Format the items below as a numbered list, leaving out any blank lines.

-- START --

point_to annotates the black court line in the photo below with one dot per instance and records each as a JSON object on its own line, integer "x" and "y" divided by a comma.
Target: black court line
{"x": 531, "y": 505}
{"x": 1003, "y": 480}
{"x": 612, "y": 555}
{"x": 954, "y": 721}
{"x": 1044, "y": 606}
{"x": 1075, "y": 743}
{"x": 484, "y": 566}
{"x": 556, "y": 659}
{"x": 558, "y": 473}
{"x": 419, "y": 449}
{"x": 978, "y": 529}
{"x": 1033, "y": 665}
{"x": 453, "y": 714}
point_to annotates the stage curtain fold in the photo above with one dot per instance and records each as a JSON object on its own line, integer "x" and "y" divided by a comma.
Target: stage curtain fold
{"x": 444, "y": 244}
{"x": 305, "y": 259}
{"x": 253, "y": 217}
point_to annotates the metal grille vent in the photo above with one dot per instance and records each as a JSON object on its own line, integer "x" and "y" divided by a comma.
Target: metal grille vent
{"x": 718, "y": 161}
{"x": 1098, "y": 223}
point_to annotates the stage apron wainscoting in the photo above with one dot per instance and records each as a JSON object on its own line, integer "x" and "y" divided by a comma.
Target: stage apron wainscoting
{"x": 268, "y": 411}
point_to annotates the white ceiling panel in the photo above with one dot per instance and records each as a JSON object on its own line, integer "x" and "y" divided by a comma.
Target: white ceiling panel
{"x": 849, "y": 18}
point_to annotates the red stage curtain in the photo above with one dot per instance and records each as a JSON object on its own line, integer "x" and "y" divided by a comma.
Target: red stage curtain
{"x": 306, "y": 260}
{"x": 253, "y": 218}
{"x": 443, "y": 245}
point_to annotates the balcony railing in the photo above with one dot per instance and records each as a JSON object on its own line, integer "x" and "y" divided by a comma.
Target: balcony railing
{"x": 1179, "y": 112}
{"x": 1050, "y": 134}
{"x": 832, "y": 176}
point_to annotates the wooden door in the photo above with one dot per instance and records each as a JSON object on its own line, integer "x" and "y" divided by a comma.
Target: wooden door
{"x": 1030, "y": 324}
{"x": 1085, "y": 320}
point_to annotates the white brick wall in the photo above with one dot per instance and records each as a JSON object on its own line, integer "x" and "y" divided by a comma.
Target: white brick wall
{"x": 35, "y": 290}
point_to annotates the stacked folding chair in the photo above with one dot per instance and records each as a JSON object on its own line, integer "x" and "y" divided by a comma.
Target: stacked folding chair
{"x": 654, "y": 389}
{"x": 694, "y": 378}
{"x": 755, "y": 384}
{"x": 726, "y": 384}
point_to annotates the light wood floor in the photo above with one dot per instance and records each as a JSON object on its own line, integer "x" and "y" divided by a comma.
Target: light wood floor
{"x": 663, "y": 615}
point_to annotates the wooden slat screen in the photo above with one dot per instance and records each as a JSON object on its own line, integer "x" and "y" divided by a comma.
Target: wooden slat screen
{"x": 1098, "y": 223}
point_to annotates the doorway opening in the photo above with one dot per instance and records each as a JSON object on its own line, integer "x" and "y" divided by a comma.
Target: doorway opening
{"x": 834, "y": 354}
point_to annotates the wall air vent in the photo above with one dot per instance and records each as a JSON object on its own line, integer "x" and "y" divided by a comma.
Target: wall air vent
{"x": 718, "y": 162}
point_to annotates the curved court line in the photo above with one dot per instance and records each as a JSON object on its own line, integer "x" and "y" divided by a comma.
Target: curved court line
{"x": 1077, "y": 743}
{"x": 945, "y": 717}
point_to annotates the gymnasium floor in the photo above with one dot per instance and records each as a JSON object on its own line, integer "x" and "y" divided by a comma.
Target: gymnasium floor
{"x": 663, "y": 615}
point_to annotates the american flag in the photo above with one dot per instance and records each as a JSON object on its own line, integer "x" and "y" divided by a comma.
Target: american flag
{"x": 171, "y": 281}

-- END --

→ **COMPLETE OUTPUT**
1. point_to annotates the black court line in the photo below with one dot per instance and records each as a JSON object on its own line, integer "x" and "y" divided by a comma.
2. Target: black court line
3. {"x": 531, "y": 505}
4. {"x": 1003, "y": 480}
5. {"x": 612, "y": 555}
6. {"x": 954, "y": 721}
7. {"x": 1044, "y": 606}
8. {"x": 1075, "y": 743}
9. {"x": 484, "y": 566}
10. {"x": 556, "y": 659}
11. {"x": 558, "y": 473}
12. {"x": 419, "y": 449}
13. {"x": 978, "y": 529}
14. {"x": 1033, "y": 665}
15. {"x": 453, "y": 714}
16. point_to annotates the stage curtain fold in the photo above with one dot per instance and records each as a JSON object on its own line, integer "x" and "y" divided by a comma.
17. Target: stage curtain fold
18. {"x": 444, "y": 244}
19. {"x": 305, "y": 259}
20. {"x": 253, "y": 217}
21. point_to annotates the metal grille vent in the photo above with one dot per instance and records each as a JSON object on its own line, integer "x" and "y" divided by a comma.
22. Target: metal grille vent
23. {"x": 718, "y": 161}
24. {"x": 1098, "y": 223}
25. point_to annotates the stage apron wainscoting in the photo above with one dot per instance and records each as a JSON object on its own line, integer "x" and "y" divided by a comma.
26. Target: stage apron wainscoting
27. {"x": 268, "y": 411}
28. point_to annotates the white ceiling panel in the photo above with one dot per instance and records each as a JSON object on its own line, integer "x" and "y" divided by a comma.
29. Target: white ceiling panel
30. {"x": 849, "y": 18}
31. point_to annotates the red stage curtain in the photo above with one dot per instance and records each as a JSON object on its own line, integer "x" and "y" divided by a comma.
32. Target: red stage curtain
33. {"x": 306, "y": 260}
34. {"x": 253, "y": 218}
35. {"x": 443, "y": 245}
36. point_to annotates the balcony railing in the photo above with one dot per instance and records each as a JSON object on its own line, integer "x" and "y" divided by a comma.
37. Target: balcony railing
38. {"x": 1179, "y": 112}
39. {"x": 1050, "y": 134}
40. {"x": 832, "y": 176}
41. point_to annotates the wooden door in the photo above with one dot per instance and records each as a JSON object on its own line, integer "x" and "y" divided by a comma.
42. Target: wooden door
43. {"x": 1030, "y": 324}
44. {"x": 1085, "y": 320}
45. point_to annotates the white brick wall in the photo above with one dot per instance and records each as a JSON object on its own line, integer "x" and "y" divided by a comma.
46. Target: white brick wall
47. {"x": 35, "y": 290}
48. point_to annotates the stacked folding chair in the photo above with one dot per instance and records each as a JSON object on its own line, integer "x" and "y" divided by a comma.
49. Target: stacked folding chair
50. {"x": 654, "y": 389}
51. {"x": 694, "y": 378}
52. {"x": 755, "y": 384}
53. {"x": 726, "y": 384}
54. point_to annotates the light wood floor in the photo above with one dot per instance and records each as a JSON object on its own line, integer "x" and "y" divided by a comma.
55. Target: light wood floor
56. {"x": 663, "y": 615}
57. point_to annotates the wooden slat screen in the photo above with one dot per instance and records each as a JSON object on its own line, integer "x" and "y" divided by a comma.
58. Target: wooden slat screen
59. {"x": 1098, "y": 223}
60. point_to annotates the doorway opening in the photo above with one dot per instance and records each as a JSON object on its own line, integer "x" and "y" divided by a comma.
61. Target: doorway opening
62. {"x": 834, "y": 354}
63. point_to annotates the wall air vent in the photo above with one dot per instance and records each as a JSON object on its own line, integer "x" and "y" divided by a comma.
64. Target: wall air vent
65. {"x": 718, "y": 162}
66. point_to annotates the curved court line in the photo above with one dot per instance and records each as a JSON object on its own line, integer "x" and "y" divided by a comma.
67. Target: curved court line
68. {"x": 1077, "y": 743}
69. {"x": 945, "y": 717}
70. point_to annotates the gymnasium floor in the photo above with one dot per instance and records each as a JSON object on its own line, integer "x" and "y" divided by a comma.
71. Target: gymnasium floor
72. {"x": 663, "y": 615}
73. point_to annotates the american flag in the photo above with one dot per instance and records each as a JSON object on its own line, integer "x" and "y" divided by a comma.
74. Target: american flag
75. {"x": 171, "y": 281}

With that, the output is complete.